PROBLEM REQUIREMENTS
The result is the exact lines from the one containing "Mark the sunlight" through the final line of the entries; leave out the pictures.
━━━━━ MATERIAL TO PROCESS
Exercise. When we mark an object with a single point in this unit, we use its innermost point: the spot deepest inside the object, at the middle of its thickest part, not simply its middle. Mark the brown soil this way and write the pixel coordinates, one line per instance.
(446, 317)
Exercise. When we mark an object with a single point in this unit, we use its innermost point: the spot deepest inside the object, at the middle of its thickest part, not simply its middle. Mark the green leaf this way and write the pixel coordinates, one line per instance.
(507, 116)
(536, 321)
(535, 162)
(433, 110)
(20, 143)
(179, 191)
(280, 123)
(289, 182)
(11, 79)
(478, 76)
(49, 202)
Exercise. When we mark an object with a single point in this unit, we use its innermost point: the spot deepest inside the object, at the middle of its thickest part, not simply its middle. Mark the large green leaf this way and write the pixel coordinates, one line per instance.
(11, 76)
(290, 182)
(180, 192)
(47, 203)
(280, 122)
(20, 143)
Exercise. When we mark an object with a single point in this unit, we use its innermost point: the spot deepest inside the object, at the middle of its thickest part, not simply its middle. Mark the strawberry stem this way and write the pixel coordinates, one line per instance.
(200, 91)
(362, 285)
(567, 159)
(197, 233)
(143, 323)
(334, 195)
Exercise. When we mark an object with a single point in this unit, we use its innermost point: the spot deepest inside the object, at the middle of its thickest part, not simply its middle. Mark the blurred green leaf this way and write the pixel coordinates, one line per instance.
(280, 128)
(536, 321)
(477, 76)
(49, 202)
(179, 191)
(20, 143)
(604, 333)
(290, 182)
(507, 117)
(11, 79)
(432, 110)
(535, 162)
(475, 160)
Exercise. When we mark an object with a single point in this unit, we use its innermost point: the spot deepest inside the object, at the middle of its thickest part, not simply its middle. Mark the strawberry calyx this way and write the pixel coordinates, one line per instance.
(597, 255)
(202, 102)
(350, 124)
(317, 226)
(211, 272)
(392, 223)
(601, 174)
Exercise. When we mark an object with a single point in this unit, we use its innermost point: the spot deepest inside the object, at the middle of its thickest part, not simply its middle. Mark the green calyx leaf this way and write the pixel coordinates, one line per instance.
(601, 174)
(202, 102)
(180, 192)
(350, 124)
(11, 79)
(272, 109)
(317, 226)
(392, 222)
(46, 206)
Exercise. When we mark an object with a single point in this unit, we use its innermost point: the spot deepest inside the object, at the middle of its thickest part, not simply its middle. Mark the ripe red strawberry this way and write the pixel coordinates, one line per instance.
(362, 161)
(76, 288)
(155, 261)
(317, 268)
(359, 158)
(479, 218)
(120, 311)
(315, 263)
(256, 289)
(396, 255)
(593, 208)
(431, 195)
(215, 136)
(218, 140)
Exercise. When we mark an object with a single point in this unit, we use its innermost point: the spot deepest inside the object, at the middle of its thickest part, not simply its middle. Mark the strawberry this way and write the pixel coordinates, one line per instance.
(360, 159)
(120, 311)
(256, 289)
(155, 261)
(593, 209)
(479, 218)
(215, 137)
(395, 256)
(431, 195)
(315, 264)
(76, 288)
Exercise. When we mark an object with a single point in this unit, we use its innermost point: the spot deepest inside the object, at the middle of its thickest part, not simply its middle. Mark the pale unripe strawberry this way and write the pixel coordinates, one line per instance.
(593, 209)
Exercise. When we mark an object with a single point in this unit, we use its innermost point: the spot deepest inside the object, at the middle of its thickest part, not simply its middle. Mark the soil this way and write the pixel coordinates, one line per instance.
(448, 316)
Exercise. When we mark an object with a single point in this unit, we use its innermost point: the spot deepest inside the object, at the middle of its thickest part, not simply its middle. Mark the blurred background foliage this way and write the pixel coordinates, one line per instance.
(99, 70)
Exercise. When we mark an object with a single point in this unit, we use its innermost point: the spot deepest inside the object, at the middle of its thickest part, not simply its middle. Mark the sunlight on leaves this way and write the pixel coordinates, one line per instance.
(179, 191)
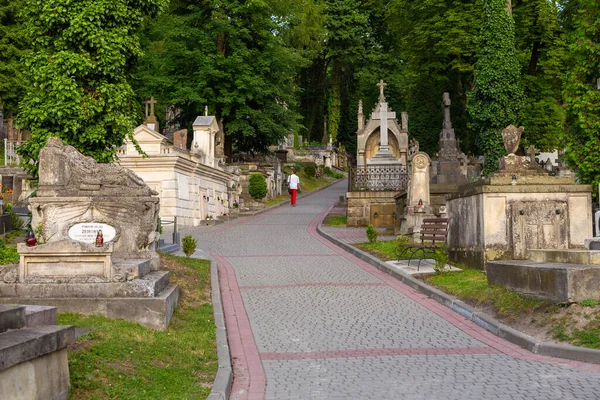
━━━━━━━━━━
RESPONSE BOX
Exercise. When we mark an object with a single point in this unit, we use its innermost point: the spot deepest inside the object, at the middle of its thickest part, not simply its middle. Mark the sunlight on leaves this way and write the pixel coordinates, one line per instance.
(179, 191)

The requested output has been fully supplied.